Your objective:
Your answer should be an exact copy of the listing.

Dataset content:
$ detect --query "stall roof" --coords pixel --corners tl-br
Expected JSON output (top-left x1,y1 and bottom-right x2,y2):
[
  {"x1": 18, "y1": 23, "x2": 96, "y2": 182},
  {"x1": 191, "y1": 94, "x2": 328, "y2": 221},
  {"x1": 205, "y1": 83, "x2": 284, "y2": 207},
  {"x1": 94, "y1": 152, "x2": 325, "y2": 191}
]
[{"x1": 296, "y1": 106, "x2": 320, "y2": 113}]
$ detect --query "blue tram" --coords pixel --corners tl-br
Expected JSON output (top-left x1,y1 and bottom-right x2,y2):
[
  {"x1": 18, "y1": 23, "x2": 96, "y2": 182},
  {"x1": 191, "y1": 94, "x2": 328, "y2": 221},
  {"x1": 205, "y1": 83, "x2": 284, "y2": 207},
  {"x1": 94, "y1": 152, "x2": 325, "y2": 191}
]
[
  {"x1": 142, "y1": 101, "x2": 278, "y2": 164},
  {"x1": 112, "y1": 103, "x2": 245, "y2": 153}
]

Answer:
$ detect --query "stall roof" --coords pixel --corners tl-br
Expected JSON output (top-left x1,y1 and bottom-right x2,y2):
[
  {"x1": 18, "y1": 23, "x2": 96, "y2": 182},
  {"x1": 191, "y1": 94, "x2": 328, "y2": 221},
  {"x1": 205, "y1": 83, "x2": 284, "y2": 207},
  {"x1": 94, "y1": 152, "x2": 325, "y2": 191}
]
[{"x1": 296, "y1": 106, "x2": 320, "y2": 113}]
$ detect --query "blue tram" --coords pixel --corners tl-br
Expected JSON output (top-left x1,y1 and bottom-right x2,y2):
[
  {"x1": 18, "y1": 23, "x2": 96, "y2": 182},
  {"x1": 191, "y1": 94, "x2": 328, "y2": 221},
  {"x1": 205, "y1": 83, "x2": 284, "y2": 207},
  {"x1": 94, "y1": 152, "x2": 325, "y2": 191}
]
[
  {"x1": 142, "y1": 101, "x2": 278, "y2": 164},
  {"x1": 112, "y1": 103, "x2": 245, "y2": 153}
]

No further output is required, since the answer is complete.